··· Extrait

74. En somme, [J.P.] affirme que l’article 37 doit être interprété conformément aux objectifs de la LIPR suivant les sens courant des mots anglais et français et conformément aux instruments internationaux dont le Canada est signataire. L’expression « passage de clandestins » doit être interprétée de manière à exiger des éléments de preuve démontrant que l’intéressé cherchait à tirer un avantage financier ou un autre avantage matériel ainsi que des éléments de preuve démontrant que les actes reprochés impliquaient l’entrée illégale de personnes au Canada. Une telle interprétation permettrait de déclarer interdite de territoire une personne ayant planifié pareille opération et en ayant tiré un avantage, mais empêcherait son application contre les victimes de cette opération qui ne cherchaient qu’un pays sûr où demander l’asile.

······
··· Données sources

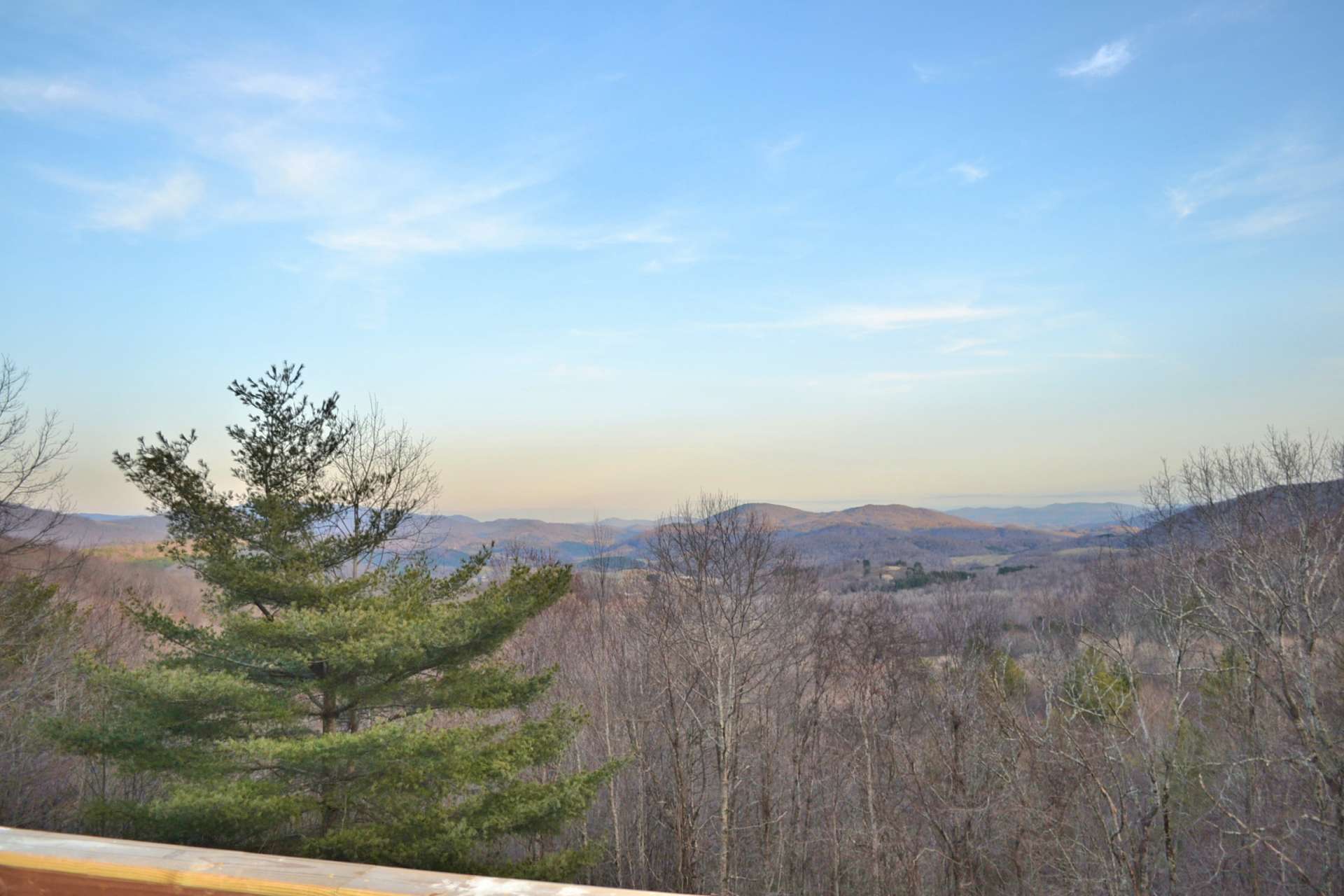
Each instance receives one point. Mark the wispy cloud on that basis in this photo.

······

**Tâche à réaliser**. Poursuivez l'extrait sur l'interprétation de l'article 37 de la LIPR à la suite de sa dernière phrase. Les données n'ont aucun rapport avec l'extrait.

**Résultat de la tâche**.
[20]           Cette façon de voir est également confirmée par la transcription des débats à l’audience. L’avocat du ministre a déclaré à l’audience que les paragraphes 65 à 74 susmentionnés des observations écrites des demandeurs [traduction] « équivalaient à une contestation constitutionnelle ». L’avocat a poursuivi en affirmant que le tribunal devait d’abord trancher la question de l’interprétation législative et que, s’il concluait que l’alinéa 37(1)b) avait une portée suffisamment large pour trouver application, le tribunal avait compétence pour statuer sur une contestation constitutionnelle, ajoutant que, dans le cas qui nous occupe, cette contestation ne pouvait être instruite parce que les règles applicables n’avaient pas été suivies. L’avocat revient ensuite à l’analyse de la définition.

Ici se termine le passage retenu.